=== Exercise aim ===
Repeat every line of the records below, word for word, without changing anything.

=== Data supplied ===
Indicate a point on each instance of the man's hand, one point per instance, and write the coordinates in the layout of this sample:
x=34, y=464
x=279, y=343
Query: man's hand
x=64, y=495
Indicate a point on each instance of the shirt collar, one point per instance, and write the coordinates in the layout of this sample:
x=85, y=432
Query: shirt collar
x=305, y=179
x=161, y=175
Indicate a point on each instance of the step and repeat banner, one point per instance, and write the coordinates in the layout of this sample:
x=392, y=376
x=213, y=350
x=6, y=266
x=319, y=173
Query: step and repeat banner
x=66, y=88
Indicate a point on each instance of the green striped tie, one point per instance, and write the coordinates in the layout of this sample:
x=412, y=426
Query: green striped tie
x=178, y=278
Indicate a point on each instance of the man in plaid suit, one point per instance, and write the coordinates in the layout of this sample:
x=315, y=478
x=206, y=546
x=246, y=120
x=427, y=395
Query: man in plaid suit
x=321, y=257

=== Task result ===
Indicate a point on each instance of the man's hand, one point per instance, and write the coordinates in the layout of this sample:
x=34, y=464
x=279, y=343
Query: man's hand
x=64, y=495
Indicate a point on each instance of the shirt collar, one point per instance, and write the coordinates in the layout of this sample:
x=85, y=432
Query: shirt collar
x=305, y=179
x=161, y=175
Indicate a point on each instance of the step and repeat banner, one point per instance, and write the coordinates in the layout of this sample:
x=392, y=376
x=213, y=350
x=6, y=266
x=319, y=173
Query: step and repeat banner
x=66, y=88
Indicate a point on each instance of the green striped tie, one point per instance, and write the coordinates in the layout of this sample:
x=412, y=426
Query: green striped tie
x=178, y=278
Indicate a point on each instance of the man in plaid suit, one point per instance, and write the coordinates in the layout of this sample:
x=315, y=478
x=206, y=546
x=246, y=120
x=427, y=395
Query: man in plaid suit
x=321, y=257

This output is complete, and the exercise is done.